• _PROBLEM TO SOLVE_
In the lines below, swap "whole pixels" for "integer pixels" and leave everything else unchanged. Leave the pictures out of your answer.

(Outline lines)
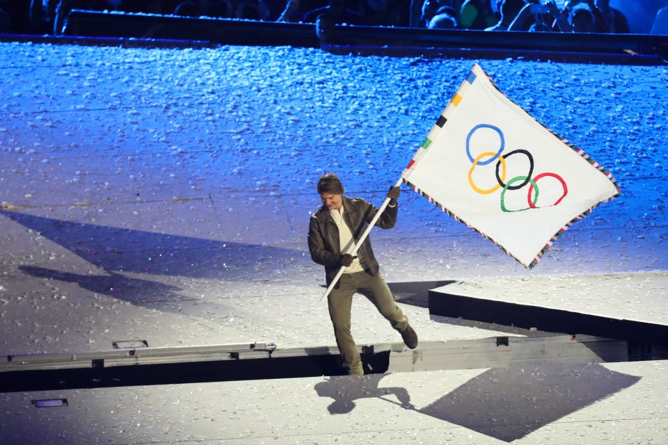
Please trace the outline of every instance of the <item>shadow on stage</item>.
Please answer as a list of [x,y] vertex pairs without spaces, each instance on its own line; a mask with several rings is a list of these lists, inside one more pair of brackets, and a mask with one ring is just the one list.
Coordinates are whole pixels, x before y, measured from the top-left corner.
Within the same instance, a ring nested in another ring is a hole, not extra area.
[[307,259],[303,252],[292,249],[82,224],[4,210],[0,210],[0,216],[102,269],[77,273],[22,264],[18,268],[24,273],[77,283],[93,293],[149,309],[207,318],[223,316],[217,314],[228,309],[184,296],[180,293],[182,288],[155,277],[259,283]]
[[314,389],[321,397],[333,399],[328,407],[333,415],[352,412],[360,399],[380,398],[511,442],[640,380],[599,364],[493,368],[417,408],[405,388],[379,387],[387,375],[332,376]]
[[310,261],[301,251],[261,243],[169,235],[3,210],[0,215],[110,273],[259,282],[267,280],[267,270]]

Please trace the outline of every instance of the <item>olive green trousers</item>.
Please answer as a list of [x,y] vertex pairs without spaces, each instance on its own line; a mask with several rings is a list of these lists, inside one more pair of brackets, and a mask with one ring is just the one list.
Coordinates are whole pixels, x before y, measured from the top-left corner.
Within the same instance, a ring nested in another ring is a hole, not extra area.
[[362,375],[364,371],[360,352],[350,332],[351,308],[353,296],[356,293],[368,298],[397,331],[406,329],[408,319],[395,302],[390,288],[380,275],[357,272],[341,275],[338,289],[333,289],[327,298],[329,316],[334,325],[334,336],[343,365],[349,375]]

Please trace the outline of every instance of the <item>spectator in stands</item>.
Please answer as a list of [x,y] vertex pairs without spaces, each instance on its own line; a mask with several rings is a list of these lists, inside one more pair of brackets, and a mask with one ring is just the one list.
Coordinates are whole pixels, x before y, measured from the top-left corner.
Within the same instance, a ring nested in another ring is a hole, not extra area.
[[458,27],[457,12],[450,6],[442,6],[436,11],[427,28],[429,29],[454,29]]
[[[610,8],[610,0],[570,0],[566,2],[563,13],[568,17],[568,20],[575,20],[580,26],[584,26],[587,15],[578,12],[578,17],[571,17],[577,10],[588,9],[594,17],[595,26],[585,26],[594,29],[587,32],[628,33],[628,22],[626,16],[618,9]],[[576,31],[578,32],[578,31]],[[584,32],[584,31],[580,31]]]
[[668,35],[668,6],[662,8],[657,12],[650,33],[654,35]]
[[510,24],[525,5],[524,0],[501,0],[498,6],[500,19],[495,25],[485,31],[508,31]]
[[573,32],[567,17],[554,1],[538,3],[529,0],[508,26],[508,31]]
[[[441,9],[443,8],[450,9]],[[424,0],[420,10],[420,26],[429,28],[431,19],[439,13],[444,13],[450,14],[455,22],[459,23],[460,9],[461,9],[461,0]],[[440,10],[440,12],[439,10]]]
[[459,26],[465,29],[486,29],[499,17],[492,10],[490,0],[466,0],[459,13]]

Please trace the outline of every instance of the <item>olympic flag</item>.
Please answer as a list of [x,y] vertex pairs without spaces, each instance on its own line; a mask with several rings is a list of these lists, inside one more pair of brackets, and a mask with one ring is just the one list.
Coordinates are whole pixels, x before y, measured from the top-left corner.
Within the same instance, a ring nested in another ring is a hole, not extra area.
[[598,204],[612,175],[508,99],[476,64],[401,175],[525,266]]

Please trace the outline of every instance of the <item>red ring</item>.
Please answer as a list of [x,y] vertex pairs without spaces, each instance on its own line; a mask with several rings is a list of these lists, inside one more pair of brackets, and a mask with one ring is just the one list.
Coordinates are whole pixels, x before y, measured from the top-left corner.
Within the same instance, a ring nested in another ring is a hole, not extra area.
[[[539,179],[540,179],[541,178],[545,176],[551,176],[552,177],[555,178],[557,181],[562,183],[562,186],[564,187],[564,194],[562,195],[562,197],[560,198],[557,200],[556,202],[552,204],[553,206],[555,206],[558,204],[559,202],[561,202],[562,200],[566,197],[566,195],[568,194],[568,188],[566,185],[566,181],[562,178],[562,177],[560,177],[559,175],[557,175],[556,173],[541,173],[540,175],[536,175],[536,177],[534,178],[534,182],[538,182]],[[531,202],[531,193],[533,191],[534,191],[534,184],[531,184],[529,186],[529,194],[527,195],[527,202],[529,203],[529,207],[531,207],[532,209],[539,209],[540,207],[534,206],[533,202]],[[543,207],[548,207],[550,206],[543,206]]]

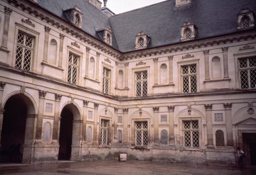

• _THE REPLY_
Please trace the outline of every instance of the <item>shadow on stage</item>.
Please answer as a list of [x,y] vertex pairs without spaces, each instance on its own line; a mask with several rings is a list of these lists, inside one more pair of brackets, and a mask with one ring is just the one list.
Coordinates are integer pixels, x before y, measured from the top-left corner.
Within the same instance, a ring nested in another ring is a hole, not extra area.
[[307,259],[303,252],[292,249],[82,224],[4,210],[0,210],[0,216],[102,269],[77,273],[22,264],[18,268],[24,273],[77,283],[93,293],[149,309],[207,318],[223,316],[217,314],[228,309],[184,296],[180,293],[182,288],[155,277],[259,283]]
[[314,389],[321,397],[333,399],[328,407],[333,415],[352,412],[360,399],[380,398],[511,442],[640,380],[599,364],[493,368],[417,408],[405,388],[379,387],[387,375],[332,376]]
[[310,261],[301,251],[261,243],[169,235],[3,210],[0,215],[110,273],[259,282],[267,280],[267,270]]

Please trace the outline of every instance of the <item>olive green trousers</item>.
Please answer as a list of [x,y] vertex pairs without spaces, each instance on its own line; a mask with several rings is a list of these lists, inside one more pair of brackets, and a mask with one ring is just the one list.
Coordinates are integer pixels, x before y, measured from the top-left corner.
Within the same instance, a ring nested in another ring is a hole, not extra area.
[[362,375],[364,371],[360,352],[350,332],[351,308],[353,296],[356,293],[368,298],[397,331],[406,329],[408,319],[395,302],[390,288],[380,275],[357,272],[341,275],[338,289],[333,289],[327,298],[329,316],[334,325],[334,336],[343,365],[349,375]]

Please trace the outline of every instance of the <item>spectator in stands</item>.
Please answer as a list of [x,y] vertex pairs without spaces, each instance on its own line; a mask with several rings is a list of these lists, inside one more pair of brackets, and a mask with one ring is just the one list.
Coordinates are integer pixels, x before y, measured from the top-left corner.
Within the same instance, a ring nested in another ring is a hole, not extra area.
[[458,27],[457,12],[450,6],[442,6],[436,11],[427,28],[429,29],[454,29]]
[[[610,8],[610,0],[570,0],[566,2],[563,13],[568,17],[568,20],[575,20],[580,26],[584,26],[587,15],[578,12],[578,17],[571,17],[577,10],[588,9],[594,17],[595,26],[585,26],[594,29],[587,32],[628,33],[628,22],[626,16],[618,9]],[[576,31],[578,32],[578,31]],[[584,32],[584,31],[580,31]]]
[[668,35],[668,6],[662,8],[657,12],[650,33],[654,35]]
[[510,24],[525,5],[524,0],[501,0],[498,6],[500,19],[495,25],[485,31],[508,31]]
[[573,32],[567,17],[554,1],[538,3],[529,0],[508,26],[508,31]]
[[[441,9],[443,8],[450,9]],[[424,0],[420,10],[420,26],[429,28],[431,19],[439,13],[444,13],[450,14],[455,22],[459,23],[460,9],[461,9],[461,0]],[[440,10],[440,12],[439,10]]]
[[459,26],[465,29],[486,29],[499,17],[492,10],[490,0],[466,0],[459,13]]

Please trace the outline of every instance of the <item>olympic flag</item>.
Please answer as a list of [x,y] vertex pairs without spaces, each instance on its own line; a mask with several rings is a list of these lists, inside one more pair of brackets, and a mask with one ring is just the one list.
Coordinates are integer pixels, x before y, measured from the top-left corner.
Within the same instance, a ring nested in another ring is a hole, not extra area.
[[598,204],[612,175],[508,99],[476,64],[401,175],[525,266]]

Please trace the outline of every instance of the <item>red ring</item>.
Please answer as a list of [x,y] vertex pairs without spaces, each instance on its own line; a mask with several rings is a list of these lists, inside one more pair of brackets, and a mask with one ring is just the one list.
Coordinates are integer pixels, x before y, measured from the top-left corner.
Within the same instance, a ring nested in another ring is a hole, not extra area.
[[[539,179],[540,179],[541,178],[545,176],[551,176],[552,177],[555,178],[557,181],[562,183],[562,186],[564,187],[564,194],[562,195],[562,197],[560,198],[557,200],[556,202],[552,204],[553,206],[555,206],[558,204],[559,202],[561,202],[562,200],[566,197],[566,195],[568,194],[568,188],[566,185],[566,181],[562,178],[562,177],[560,177],[559,175],[557,175],[556,173],[541,173],[540,175],[536,175],[536,177],[534,178],[534,182],[538,182]],[[531,202],[531,193],[533,191],[534,191],[534,184],[531,184],[529,186],[529,194],[527,195],[527,202],[529,203],[529,207],[531,207],[532,209],[539,209],[540,207],[534,206],[533,202]],[[543,207],[548,207],[550,206],[543,206]]]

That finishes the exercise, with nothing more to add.